Rewrite all the rows below as a two-column CSV with the columns "instruction" and "coordinates". Make one line for each row, put each field in quotes, turn line breaks into spaces, and leave out the pictures.

Items from a data source
---

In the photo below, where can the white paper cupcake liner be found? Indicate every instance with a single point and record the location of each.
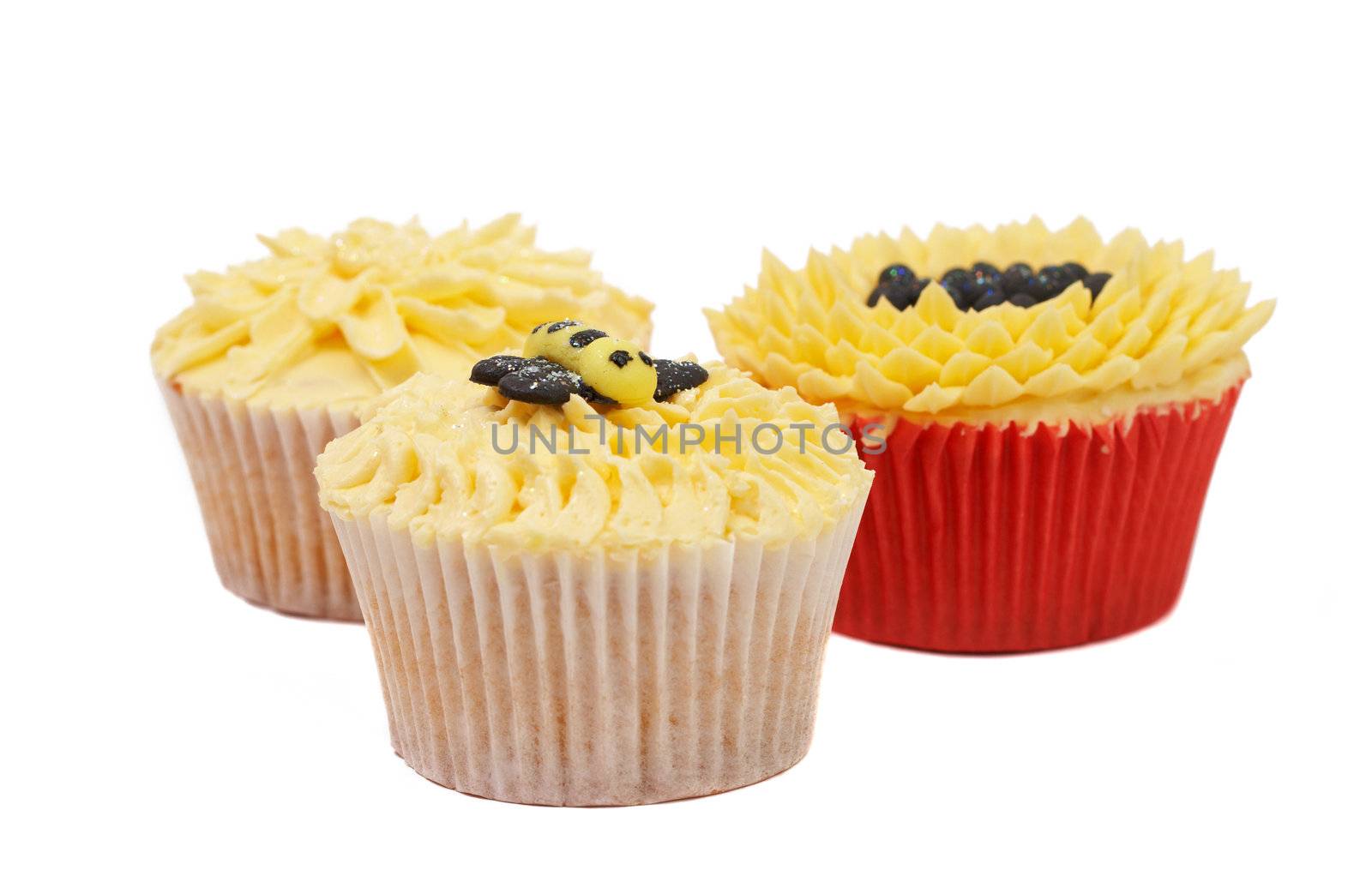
(582, 678)
(254, 477)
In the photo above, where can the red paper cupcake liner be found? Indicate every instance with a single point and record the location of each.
(988, 538)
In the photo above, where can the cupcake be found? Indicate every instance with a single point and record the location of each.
(274, 357)
(1043, 412)
(592, 577)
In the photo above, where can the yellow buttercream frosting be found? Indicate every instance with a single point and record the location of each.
(1164, 330)
(453, 460)
(335, 321)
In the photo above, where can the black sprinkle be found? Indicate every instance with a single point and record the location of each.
(896, 273)
(585, 338)
(491, 371)
(1074, 271)
(674, 376)
(1017, 279)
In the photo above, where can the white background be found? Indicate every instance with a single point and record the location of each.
(151, 717)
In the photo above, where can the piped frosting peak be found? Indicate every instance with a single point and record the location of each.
(340, 320)
(1161, 330)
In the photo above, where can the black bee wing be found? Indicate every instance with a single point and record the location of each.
(539, 381)
(493, 369)
(674, 376)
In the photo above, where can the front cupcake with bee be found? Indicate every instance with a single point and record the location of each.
(564, 358)
(1043, 411)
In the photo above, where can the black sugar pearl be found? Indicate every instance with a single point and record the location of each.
(987, 299)
(1074, 271)
(1095, 283)
(1017, 279)
(984, 269)
(1050, 281)
(955, 279)
(676, 376)
(896, 273)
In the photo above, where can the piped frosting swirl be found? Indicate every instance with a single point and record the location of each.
(338, 320)
(1163, 330)
(454, 460)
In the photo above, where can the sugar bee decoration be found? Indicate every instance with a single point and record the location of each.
(566, 358)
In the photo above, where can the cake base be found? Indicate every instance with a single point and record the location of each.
(597, 680)
(254, 477)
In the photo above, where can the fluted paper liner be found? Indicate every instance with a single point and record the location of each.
(254, 477)
(583, 678)
(984, 538)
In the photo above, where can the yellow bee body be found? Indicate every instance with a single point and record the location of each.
(614, 368)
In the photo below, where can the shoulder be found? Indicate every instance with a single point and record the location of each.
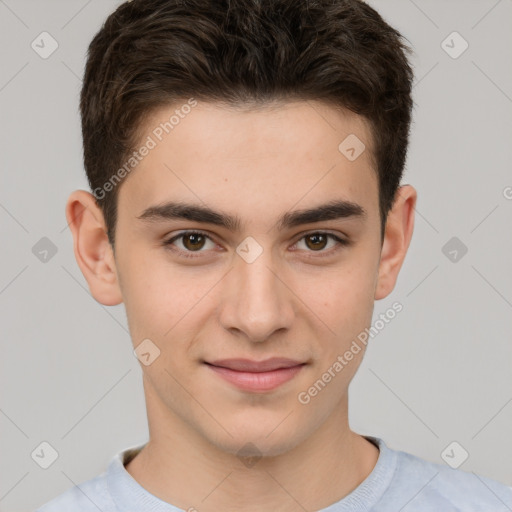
(89, 496)
(419, 484)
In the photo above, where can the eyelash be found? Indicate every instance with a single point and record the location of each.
(191, 254)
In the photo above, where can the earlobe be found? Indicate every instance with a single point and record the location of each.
(93, 251)
(397, 237)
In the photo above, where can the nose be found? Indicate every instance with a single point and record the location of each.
(256, 300)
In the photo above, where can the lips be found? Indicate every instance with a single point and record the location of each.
(247, 365)
(256, 376)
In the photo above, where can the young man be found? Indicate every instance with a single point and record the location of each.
(245, 160)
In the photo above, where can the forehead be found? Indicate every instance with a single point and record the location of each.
(252, 161)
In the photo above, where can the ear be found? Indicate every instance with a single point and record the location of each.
(92, 248)
(397, 236)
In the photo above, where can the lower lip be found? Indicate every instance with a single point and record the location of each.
(259, 381)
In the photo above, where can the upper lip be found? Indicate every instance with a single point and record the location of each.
(247, 365)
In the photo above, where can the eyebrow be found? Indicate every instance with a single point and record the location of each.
(336, 209)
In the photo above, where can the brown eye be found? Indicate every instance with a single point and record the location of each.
(190, 244)
(193, 241)
(316, 241)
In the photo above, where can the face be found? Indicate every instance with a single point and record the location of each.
(269, 284)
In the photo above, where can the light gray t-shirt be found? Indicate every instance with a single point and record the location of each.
(399, 482)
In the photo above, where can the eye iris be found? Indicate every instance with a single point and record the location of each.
(197, 241)
(316, 237)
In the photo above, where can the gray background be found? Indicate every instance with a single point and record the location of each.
(439, 372)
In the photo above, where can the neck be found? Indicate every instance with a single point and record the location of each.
(181, 467)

---

#### Solution to this exercise
instruction,coordinates
"In the photo below, where can the white paper cupcake liner be found? Indicate every instance with a single point and record the location of each.","(582, 678) (254, 477)"
"In the photo above, where can the red paper cupcake liner be found? Indicate every instance with a single point and record the location of each.","(988, 538)"
"In the photo above, where can the cupcake be found? Indicate every instance with a single point and record the location of each.","(274, 357) (1043, 412) (592, 577)"
"In the photo above, where can the yellow buttercream frosting be found? Indicate every instance with a single point and record the location of each.","(1164, 330) (453, 460) (335, 321)"
"In the photo above, where can the black sprinkle be found? Indicate every instance with a single point and record the location of each.","(896, 273) (585, 338) (491, 371) (1074, 271) (674, 376) (1017, 279)"
"In the photo above, where can the white background be found? Indicate every instance with a single point and record the location of each.","(151, 717)"
"In the photo above, where can the piped frosting peak be found? Indicate every instance with a single point and record the location of each.","(340, 320) (1161, 330)"
"In the photo above, where can the black bee wing be found? Indicate every instance with a single point and record the location of each.","(539, 381) (493, 369) (674, 376)"
"In the photo above, where can the front cupcake with bee be found? Indicate every instance with a single point and record the location of each.","(564, 358) (1043, 411)"
"In the photo above, where can the black sugar pearl be found? Indicate every instance with a single point and record the location of each.","(987, 299) (1074, 271) (1095, 283) (1017, 279) (984, 269) (1050, 281) (955, 279) (676, 376) (896, 273)"
"In the photo above, where can the piped frosting swirl be found? Indicate every instance with a single point and record the location of each.","(338, 320) (1163, 330) (454, 460)"
"In the photo above, where can the sugar bee decoration be found? Indicate every instance with a single point and record the location of each.","(566, 358)"
"In the photo above, where can the cake base be found? Indicate every instance with a single point and record the location of each.","(597, 680) (254, 477)"
"In the photo above, where can the fluted paper liner be found? Indicate every instance with a single point and record the location of each.","(254, 477) (583, 678) (984, 538)"
"In the photo above, where can the yellow bee body be found? Indicate every instance with a single point and record the location of each.","(614, 368)"
"In the photo below, where can the shoulder be found? Indicate every instance with a single point and record the location of each.","(89, 496) (419, 484)"
"In the photo above, where can the eyelash be found? Indicate every instance with a single point and record the location of each.","(191, 254)"
"In the photo above, where can the earlobe be found? Indicate every instance with a single point and record the location of each.","(93, 251) (397, 237)"
"In the photo above, where can the nose be found? Indicate every instance with a single point and record the location of each.","(256, 300)"
"In the photo above, where can the lips be found? Indicate every instance with a single point and record the location of each.","(247, 365) (256, 376)"
"In the photo above, where can the young man be found? Indicate every instance with a single point and record the location of each.","(245, 160)"
"In the photo above, where can the forehead be found? Indicate every instance with a single point and record the location of each.","(252, 161)"
"In the photo above, where can the ear be found? Indicate every instance with a single point and record the location of each.","(92, 248) (397, 236)"
"In the photo above, where can the lower lip be found? Indicate every instance with a single point and record the location of each.","(259, 381)"
"In the photo above, where can the upper lip be found? Indicate every instance with a single point and record the location of each.","(247, 365)"
"In the photo above, where can the eyebrow be found? Indicate every instance with a single point and record the location of each.","(336, 209)"
"In the photo above, where can the brown eye be found? Indicate every instance with a single point and record the location of each.","(190, 244) (193, 241) (316, 241)"
"In the photo above, where can the face be found? Indicate every instance with a single point and record the location of each.","(269, 284)"
"In the photo above, where can the light gray t-shirt be found? Indicate every instance with a single point and record the location of each.","(399, 482)"
"In the photo above, where can the eye iris be found? Indicate every instance with a single point and record the location of each.","(197, 241) (316, 237)"
"In the photo above, where can the gray background be found? Indicate every instance with a single point and record the location of each.","(439, 372)"
"In the photo above, where can the neck be found? Indicate every instance with a single point and record the location of each.","(181, 467)"